**Given text:**
-*-*-

Updated: Oct 6, 2023

It's always fascinating when you find a truly relatable article. I'm not 100% sure if this is the same Samantha Brennan, but there is a professor at the University of Guelph with the same name. Since this piece was published in 1985 and they both attended the University of Dalhousie, I think it's quite possible that she is the author. (According to her academic profile, Professor Brennan graduated from the University of Dalhouse in 1888 with a honours degree in Philosophy).

Samantha speaks for a student named Susan and other readers who feel the pressure of studies and being away from home. Refreshingly, Samatha realizes that if women are enjoying them then perhaps critics need to re-examine romance novels in a new light, especially Harlequin books. She notes the stigma that readers, especially ones with promising careers, can sometimes feel when admitting they read romance. I deeply appreciated how she quotes a professor arguing that women are drawn to the nurturing aspects of romance and that it's not always the seduction of the hero or heroine that they're looking for. Notably, the professor (Professor Angela Miles at St. Francis Xavier University, now at the University of Toronto) is one of the rare scholars to examine Harlequin positively as critics often examine romance purely for the scholarly credit and not for their own interest for reading it.

Miles argues that women have the right to "fantasiz[e] about love, never doing housework, and seeing exotic places." (Of course, I would state that women have the right to daydream the exact opposite and I have a feeling that Miles would agree). Furthermore, romance gives a safe place for readers to explore topics and emotions that society does not yet have a lot of safe space for. Since readers might be going through difficult relationships and personal situations, these books can provide an area for them to explore topics they might not be ready to face full on.

One thing I will note, that since the article was written romance has definitely changed and explored challenging topics. One author who was interviewed believed that the love story had to be a "nice world" where health problems and war didn't exist. Somewhere in France by Jennifer Robson focuses on war and the mother in the Royals Next Door by Karina Halle has mental health concerns. Brennan ends with while they are "an escapist fantasy," there are worse addictions out there than being a convicted Harlequin addict.

-*-*-

**Data section:**
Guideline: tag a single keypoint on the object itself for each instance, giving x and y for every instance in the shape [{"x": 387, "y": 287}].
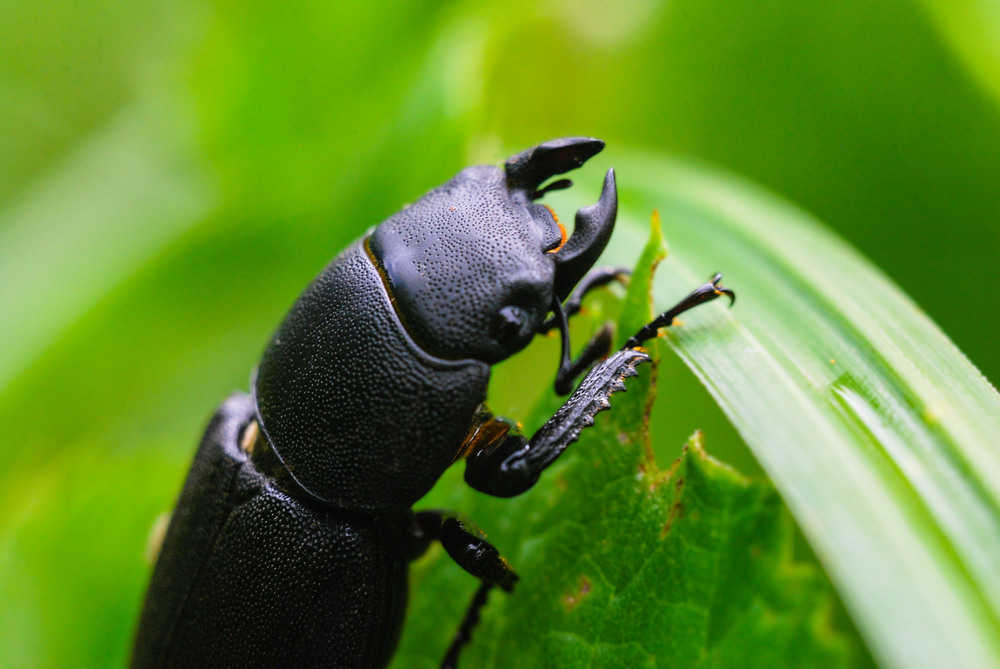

-*-*-

**To do:**
1) According to the post on romance novels, at which university is Professor Angela Miles now?
2) Return, word for word, everything in the post on romance novels from "It's always fascinating" down to "degree in Philosophy).".

**Answer set:**
1) The University of Toronto.

2)
It's always fascinating when you find a truly relatable article. I'm not 100% sure if this is the same Samantha Brennan, but there is a professor at the University of Guelph with the same name. Since this piece was published in 1985 and they both attended the University of Dalhousie, I think it's quite possible that she is the author. (According to her academic profile, Professor Brennan graduated from the University of Dalhouse in 1888 with a honours degree in Philosophy).